▸ **Text under study**
A spate of high-profile scandals involving shoddy laboratory medicine across the nation may serve as a wake-up call for governments and the medical profession to restore and enhance a critical but overlooked link in Canada's health care system.
Both the Canadian Association of Pathologists and the Royal College of Physicians and Surgeons of Canada believe inadequate investment in laboratory medicine has left the discipline overworked, understaffed and ultimately prone to errors and incomplete work. As a consequence, both have launched processes designed to craft national standards, protocols and quality assurance for pathologists, which many have long urged (CMAJ 2008;178[12]:1523-4).
“These are regrettable situations but they have served to highlight a problem we have had for a very long time,” says Dr. Jagdish Butany, president of the Canadian Association of Pathologists. “Perhaps we just didn't yell loud enough. But for whatever reason, our concerns have flown under the radar until now.”
Scandals involving erroneous or incomplete work by pathologists (see sidebar, page 126) are now raging in Newfoundland, New Brunswick, Ontario and Manitoba, prompting retesting in more than 60 000 cases. Two of those provinces, New Brunswick and Newfoundland, have launched full-scale judicial inquiries to examine the causes of the shoddy work and delays in reporting mistakes to the public.
Dr. Andrew Padmos, chief executive officer of the Royal College of Physicians and Surgeons of Canada, says there is a need to immediately deal with the root problems of these scandals and ensure the system is safe and efficient.
However, Padmos is concerned the inquiries will try to assign sole responsibility to individual pathologists and ignore the fact that the laboratory medicine system has been stretched to the point of breaking. In New Brunswick, the provincial government has asked the Royal Canadian Mounted Police to investigate the pathologist who produced the incorrect diagnoses.
“I don't think it is fair to try and construct this as individual failure,” Padmos says. “It is wrong to try and pin, on individuals, responsibilities which are really systemic.”
Dr. Bill Hryniuk, president of the Cancer Advocacy Coalition of Canada, says it has been well understood among oncologists that the existing complement of pathologists is inadequate to meet the demands of a health care system that is constantly introducing new and better laboratory tests to aid in diagnosis and treatment.

▸ **Tasks to carry out**
1. What is the stretch of the article on Canada's laboratory medicine scandals from "Scandals involving erroneous" through "to the public."? Copy it word for word.
2. How would the article on Canada's laboratory medicine scandals go on after its last sentence? Give the text that follows.
You can leave the records aside.

▸ **Data for analysis**
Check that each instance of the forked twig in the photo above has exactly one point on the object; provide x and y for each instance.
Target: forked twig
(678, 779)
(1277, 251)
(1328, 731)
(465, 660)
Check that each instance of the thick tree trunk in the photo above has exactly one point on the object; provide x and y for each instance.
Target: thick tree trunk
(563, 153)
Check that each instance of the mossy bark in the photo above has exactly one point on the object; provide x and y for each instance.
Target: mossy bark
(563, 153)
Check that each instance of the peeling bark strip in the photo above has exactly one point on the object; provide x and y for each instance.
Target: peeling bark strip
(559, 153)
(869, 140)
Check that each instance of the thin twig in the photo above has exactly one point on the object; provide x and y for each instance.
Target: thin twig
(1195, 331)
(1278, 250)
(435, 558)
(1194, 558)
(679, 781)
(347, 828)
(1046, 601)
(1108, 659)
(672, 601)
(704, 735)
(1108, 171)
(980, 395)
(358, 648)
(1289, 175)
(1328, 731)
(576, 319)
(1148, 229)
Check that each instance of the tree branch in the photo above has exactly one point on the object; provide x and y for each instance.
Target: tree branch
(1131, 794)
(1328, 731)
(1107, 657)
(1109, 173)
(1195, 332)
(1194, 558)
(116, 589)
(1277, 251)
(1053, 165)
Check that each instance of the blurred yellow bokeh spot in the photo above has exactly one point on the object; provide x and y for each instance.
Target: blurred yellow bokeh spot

▸ **Answer section**
1.
Scandals involving erroneous or incomplete work by pathologists (see sidebar, page 126) are now raging in Newfoundland, New Brunswick, Ontario and Manitoba, prompting retesting in more than 60 000 cases. Two of those provinces, New Brunswick and Newfoundland, have launched full-scale judicial inquiries to examine the causes of the shoddy work and delays in reporting mistakes to the public.

2.
Oncologists fear that the effectiveness of promising new cancer drugs could be compromised if laboratories are unable to produce timely and accurate pathology results to indicate which course of treatment is appropriate, he notes. “Labs have always been underfunded. They are always being pushed to do more than they can responsibly do. And they are being pressured to cut corners. This story is not about sloppiness. It's about underfunding.”
There are signs, however, that the angst over the rash of incidents across the country is manifesting in positive change for laboratory medicine. The Royal College is organizing a national review involving a coalition of professional organizations, including the Canadian Medical Association, to establish national standards, protocols and quality assurance for pathologists.The Canadian Association of Pathologists, meanwhile, is expected to produce a report this summer with recommendations on how to establish national standards.
Padmos says the terms of the Royal College's review are still being formulated and its launch will likely await the outcomes of the 2 provincial judicial inquiries.
Butany says a shortage of pathologists means many are so overworked they have difficulty keeping up with the barrage of new tests and technologies being developed to hone diagnoses. And while some countries, like the United Kingdom, have already standardized protocols and quality assurance, Canada has lagged far behind in addressing this important area.
“We simply do not have a good, single set of criteria for our work,” Butany says.
Individual provinces have moved quickly to address some of the root causes of understaffing. In Newfoundland, for example, Premier Danny Williams announced in May 2008 that salaries for pathologists would increase substantially to help recruit and retain the specialists needed to maintain the province's laboratory system.
A consultant's report found that St. John's suffered from an 80% turnover rate between 1996 and 2005. Pathologists complained that one of the reasons for this was low salaries; at the time the problems were identified in the Eastern Health Authority, the top paid pathologist in Newfoundland was earning $235 000 annually, which was $100 000 less than a starting pathologist's salary in Ontario.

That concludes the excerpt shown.